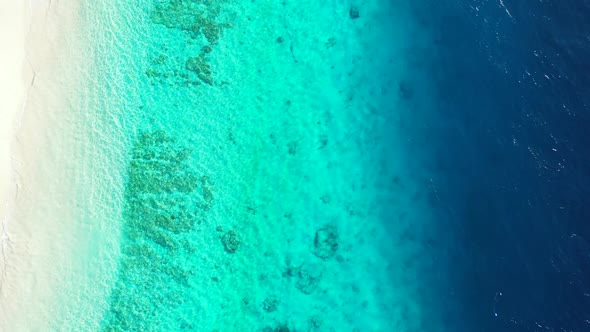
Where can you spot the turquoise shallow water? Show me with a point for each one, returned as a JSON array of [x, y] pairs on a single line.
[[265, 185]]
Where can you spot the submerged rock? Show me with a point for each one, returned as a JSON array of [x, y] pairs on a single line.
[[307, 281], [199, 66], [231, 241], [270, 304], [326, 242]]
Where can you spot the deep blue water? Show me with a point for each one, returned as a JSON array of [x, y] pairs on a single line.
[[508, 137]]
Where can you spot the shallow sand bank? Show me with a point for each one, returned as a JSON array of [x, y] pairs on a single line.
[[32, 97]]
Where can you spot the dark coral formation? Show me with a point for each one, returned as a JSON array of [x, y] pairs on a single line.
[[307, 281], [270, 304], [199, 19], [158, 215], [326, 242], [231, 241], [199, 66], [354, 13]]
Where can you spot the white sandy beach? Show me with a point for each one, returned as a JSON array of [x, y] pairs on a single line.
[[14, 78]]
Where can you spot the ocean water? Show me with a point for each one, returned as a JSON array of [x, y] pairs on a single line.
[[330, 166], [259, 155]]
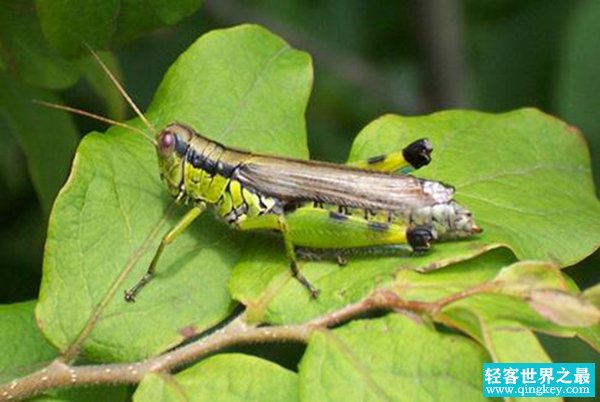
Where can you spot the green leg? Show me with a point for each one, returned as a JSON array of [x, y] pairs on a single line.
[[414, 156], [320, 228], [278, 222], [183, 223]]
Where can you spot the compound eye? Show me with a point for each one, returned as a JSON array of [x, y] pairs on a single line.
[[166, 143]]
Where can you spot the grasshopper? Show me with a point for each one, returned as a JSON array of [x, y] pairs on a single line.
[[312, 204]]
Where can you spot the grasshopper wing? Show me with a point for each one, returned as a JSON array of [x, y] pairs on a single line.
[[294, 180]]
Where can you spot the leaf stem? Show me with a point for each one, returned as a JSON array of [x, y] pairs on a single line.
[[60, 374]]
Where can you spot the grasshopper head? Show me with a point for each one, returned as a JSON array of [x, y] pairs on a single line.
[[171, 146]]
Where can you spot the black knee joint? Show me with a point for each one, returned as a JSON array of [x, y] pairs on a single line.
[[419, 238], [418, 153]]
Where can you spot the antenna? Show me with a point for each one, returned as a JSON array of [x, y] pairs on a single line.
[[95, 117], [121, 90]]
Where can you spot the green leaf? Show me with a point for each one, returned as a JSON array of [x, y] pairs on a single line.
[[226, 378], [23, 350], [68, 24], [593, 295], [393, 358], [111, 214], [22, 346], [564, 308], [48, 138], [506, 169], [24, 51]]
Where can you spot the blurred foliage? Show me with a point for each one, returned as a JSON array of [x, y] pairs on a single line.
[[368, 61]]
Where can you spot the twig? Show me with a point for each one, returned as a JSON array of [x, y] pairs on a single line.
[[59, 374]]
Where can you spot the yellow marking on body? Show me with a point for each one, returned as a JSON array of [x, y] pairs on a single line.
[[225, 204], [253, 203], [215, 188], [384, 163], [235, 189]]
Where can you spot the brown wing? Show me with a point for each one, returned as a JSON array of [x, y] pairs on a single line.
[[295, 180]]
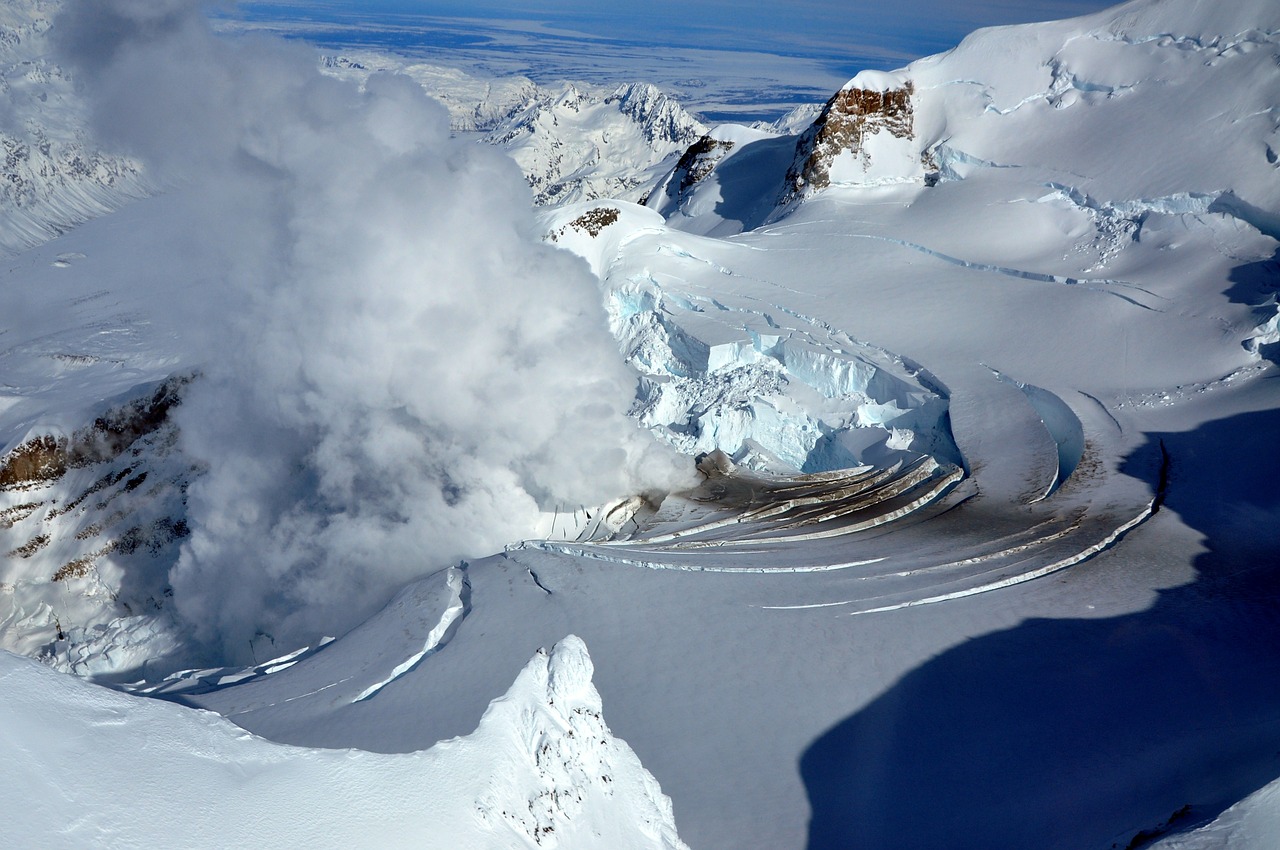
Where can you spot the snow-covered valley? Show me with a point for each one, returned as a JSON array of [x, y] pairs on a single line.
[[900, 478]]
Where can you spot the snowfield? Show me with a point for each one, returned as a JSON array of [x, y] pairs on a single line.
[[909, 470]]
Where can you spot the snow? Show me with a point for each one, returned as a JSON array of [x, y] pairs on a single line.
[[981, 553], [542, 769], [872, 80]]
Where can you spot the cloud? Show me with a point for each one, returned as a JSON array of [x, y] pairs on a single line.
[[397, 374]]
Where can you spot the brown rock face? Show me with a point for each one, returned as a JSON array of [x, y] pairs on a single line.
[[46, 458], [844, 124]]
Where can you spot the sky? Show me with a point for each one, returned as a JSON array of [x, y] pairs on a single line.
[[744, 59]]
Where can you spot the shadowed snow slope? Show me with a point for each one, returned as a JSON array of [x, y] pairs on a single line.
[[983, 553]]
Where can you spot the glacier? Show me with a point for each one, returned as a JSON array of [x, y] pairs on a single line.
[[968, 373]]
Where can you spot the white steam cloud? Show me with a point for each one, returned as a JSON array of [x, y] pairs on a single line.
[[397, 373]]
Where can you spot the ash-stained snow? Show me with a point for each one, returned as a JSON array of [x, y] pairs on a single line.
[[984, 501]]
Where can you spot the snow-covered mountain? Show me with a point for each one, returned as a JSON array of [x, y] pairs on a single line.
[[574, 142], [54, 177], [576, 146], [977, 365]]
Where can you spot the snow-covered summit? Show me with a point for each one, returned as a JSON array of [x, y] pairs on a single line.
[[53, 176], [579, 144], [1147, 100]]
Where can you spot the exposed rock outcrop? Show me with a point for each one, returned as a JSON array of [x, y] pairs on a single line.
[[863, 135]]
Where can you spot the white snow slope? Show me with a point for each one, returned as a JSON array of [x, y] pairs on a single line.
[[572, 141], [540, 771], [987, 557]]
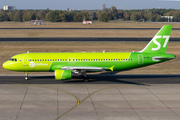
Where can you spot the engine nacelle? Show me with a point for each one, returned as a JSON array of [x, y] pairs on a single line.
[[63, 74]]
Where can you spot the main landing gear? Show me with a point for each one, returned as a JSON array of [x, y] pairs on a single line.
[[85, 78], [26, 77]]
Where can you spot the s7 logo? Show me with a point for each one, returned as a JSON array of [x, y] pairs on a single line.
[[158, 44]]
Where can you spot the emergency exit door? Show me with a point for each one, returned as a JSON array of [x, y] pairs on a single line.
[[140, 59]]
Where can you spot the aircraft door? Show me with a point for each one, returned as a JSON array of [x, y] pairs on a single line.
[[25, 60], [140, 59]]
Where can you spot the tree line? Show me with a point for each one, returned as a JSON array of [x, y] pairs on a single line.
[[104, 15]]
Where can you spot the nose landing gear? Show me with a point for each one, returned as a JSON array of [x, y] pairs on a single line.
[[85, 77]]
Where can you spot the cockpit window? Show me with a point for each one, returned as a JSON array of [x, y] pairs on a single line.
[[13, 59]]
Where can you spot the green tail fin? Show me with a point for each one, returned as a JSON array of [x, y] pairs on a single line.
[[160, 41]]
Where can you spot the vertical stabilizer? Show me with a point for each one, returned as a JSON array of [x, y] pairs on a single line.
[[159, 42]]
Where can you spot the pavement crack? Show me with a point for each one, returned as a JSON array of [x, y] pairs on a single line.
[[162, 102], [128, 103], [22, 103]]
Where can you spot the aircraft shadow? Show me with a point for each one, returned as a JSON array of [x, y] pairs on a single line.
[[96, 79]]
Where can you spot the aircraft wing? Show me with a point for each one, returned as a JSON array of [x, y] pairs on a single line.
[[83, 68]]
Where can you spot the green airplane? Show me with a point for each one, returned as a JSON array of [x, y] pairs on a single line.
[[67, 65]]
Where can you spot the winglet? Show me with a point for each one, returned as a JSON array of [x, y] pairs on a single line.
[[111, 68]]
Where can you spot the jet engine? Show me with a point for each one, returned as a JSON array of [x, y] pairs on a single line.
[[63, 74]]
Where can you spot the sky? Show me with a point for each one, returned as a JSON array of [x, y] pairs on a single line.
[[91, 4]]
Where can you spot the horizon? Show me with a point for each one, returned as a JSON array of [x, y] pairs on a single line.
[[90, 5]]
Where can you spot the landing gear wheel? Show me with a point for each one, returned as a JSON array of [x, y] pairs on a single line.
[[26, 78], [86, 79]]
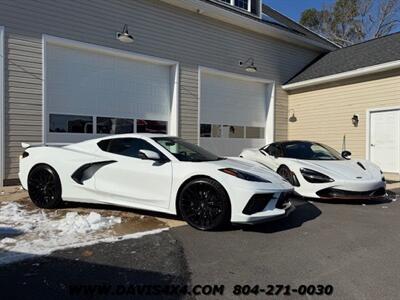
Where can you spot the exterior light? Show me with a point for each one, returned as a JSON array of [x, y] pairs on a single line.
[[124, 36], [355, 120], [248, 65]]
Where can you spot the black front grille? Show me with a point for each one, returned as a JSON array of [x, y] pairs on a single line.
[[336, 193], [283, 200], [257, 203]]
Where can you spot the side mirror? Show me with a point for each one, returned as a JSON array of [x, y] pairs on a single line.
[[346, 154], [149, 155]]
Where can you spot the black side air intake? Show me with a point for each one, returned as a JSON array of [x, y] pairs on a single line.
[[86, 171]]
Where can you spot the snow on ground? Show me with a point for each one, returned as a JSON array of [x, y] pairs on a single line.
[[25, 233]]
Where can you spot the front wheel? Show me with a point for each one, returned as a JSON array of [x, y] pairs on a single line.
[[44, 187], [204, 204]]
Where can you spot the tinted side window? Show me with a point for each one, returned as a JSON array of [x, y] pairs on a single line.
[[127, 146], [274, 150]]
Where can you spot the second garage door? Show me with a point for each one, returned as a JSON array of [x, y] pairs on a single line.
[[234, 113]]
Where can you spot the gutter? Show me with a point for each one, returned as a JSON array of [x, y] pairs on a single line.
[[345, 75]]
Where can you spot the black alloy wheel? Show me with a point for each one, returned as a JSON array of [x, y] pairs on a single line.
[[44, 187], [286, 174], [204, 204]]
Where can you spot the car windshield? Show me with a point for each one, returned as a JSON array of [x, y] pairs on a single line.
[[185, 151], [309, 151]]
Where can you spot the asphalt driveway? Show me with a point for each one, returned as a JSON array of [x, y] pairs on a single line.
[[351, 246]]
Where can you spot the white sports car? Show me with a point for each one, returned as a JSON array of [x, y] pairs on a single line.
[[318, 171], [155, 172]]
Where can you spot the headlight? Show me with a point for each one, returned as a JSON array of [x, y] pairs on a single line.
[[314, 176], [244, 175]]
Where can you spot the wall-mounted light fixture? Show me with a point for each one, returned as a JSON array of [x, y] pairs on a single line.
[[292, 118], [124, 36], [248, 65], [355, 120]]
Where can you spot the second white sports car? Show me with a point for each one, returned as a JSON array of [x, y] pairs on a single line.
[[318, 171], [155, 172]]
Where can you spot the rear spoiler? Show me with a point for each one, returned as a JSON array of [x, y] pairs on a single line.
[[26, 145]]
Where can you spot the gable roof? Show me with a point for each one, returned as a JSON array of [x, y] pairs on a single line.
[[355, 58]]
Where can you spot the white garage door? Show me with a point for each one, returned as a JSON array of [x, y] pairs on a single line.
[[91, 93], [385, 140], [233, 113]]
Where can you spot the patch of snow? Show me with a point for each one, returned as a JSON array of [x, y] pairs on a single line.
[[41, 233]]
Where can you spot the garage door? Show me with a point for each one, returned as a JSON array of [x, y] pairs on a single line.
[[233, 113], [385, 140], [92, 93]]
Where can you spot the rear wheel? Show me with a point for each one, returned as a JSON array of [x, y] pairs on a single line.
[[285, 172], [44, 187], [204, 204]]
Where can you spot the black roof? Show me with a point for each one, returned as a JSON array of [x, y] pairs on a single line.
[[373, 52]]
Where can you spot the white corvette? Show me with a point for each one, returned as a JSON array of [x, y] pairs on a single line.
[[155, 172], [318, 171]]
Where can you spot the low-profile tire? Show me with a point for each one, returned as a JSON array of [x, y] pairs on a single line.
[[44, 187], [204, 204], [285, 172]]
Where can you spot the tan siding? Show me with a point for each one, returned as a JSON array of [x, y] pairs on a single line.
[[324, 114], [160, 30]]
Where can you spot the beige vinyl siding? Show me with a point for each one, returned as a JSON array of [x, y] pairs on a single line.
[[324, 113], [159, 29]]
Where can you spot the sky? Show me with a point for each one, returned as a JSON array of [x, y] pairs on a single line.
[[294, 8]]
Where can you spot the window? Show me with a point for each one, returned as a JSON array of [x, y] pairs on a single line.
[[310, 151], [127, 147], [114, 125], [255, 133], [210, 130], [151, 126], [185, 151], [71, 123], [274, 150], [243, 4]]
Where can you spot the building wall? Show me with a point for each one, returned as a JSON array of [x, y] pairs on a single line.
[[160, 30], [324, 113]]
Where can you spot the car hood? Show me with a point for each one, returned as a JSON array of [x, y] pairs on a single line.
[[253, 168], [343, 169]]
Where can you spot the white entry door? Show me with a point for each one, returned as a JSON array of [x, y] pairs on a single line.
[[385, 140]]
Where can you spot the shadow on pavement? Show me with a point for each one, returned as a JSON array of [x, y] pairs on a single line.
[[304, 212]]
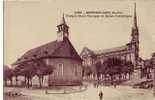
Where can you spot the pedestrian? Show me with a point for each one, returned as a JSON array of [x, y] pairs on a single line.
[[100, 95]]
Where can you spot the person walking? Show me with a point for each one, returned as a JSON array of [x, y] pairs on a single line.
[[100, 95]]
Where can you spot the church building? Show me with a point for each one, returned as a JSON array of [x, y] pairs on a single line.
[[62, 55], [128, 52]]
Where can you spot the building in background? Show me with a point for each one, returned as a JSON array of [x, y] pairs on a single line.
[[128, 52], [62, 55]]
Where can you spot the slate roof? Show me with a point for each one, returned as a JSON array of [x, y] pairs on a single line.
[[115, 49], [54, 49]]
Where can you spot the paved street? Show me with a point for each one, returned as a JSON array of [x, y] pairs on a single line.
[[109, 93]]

──────

= TASK DIRECTIONS =
Convert the lines of the records, starting with the line containing "Where can you spot the winglet?" and going on through the line containing "[[26, 78], [86, 79]]", into a JSON list of strings with one string per line and blank lines omitted.

= COMPLETE RESPONSE =
[
  "Where can you spot the winglet? Show me with a point for each one, returned as a JSON array of [x, y] pairs on a single line.",
  "[[111, 68]]",
  "Where can you spot the jet engine? Show me with a point for each one, returned as a JSON array of [x, y] pairs on a single line.",
  "[[63, 74]]",
  "Where can you spot the sky? Show me with a point for each one, returned as a JSON array of [x, y] pairs on a single line.",
  "[[91, 4]]",
  "Where can you spot the horizon? Show me with a point for each one, returned as a JSON array of [x, y] pairs on a single line.",
  "[[90, 5]]",
  "Where can you spot the landing gear wheel? Show me with a point for each one, returned as a JSON array of [x, y] pairs on a single line.",
  "[[26, 78], [86, 79]]"
]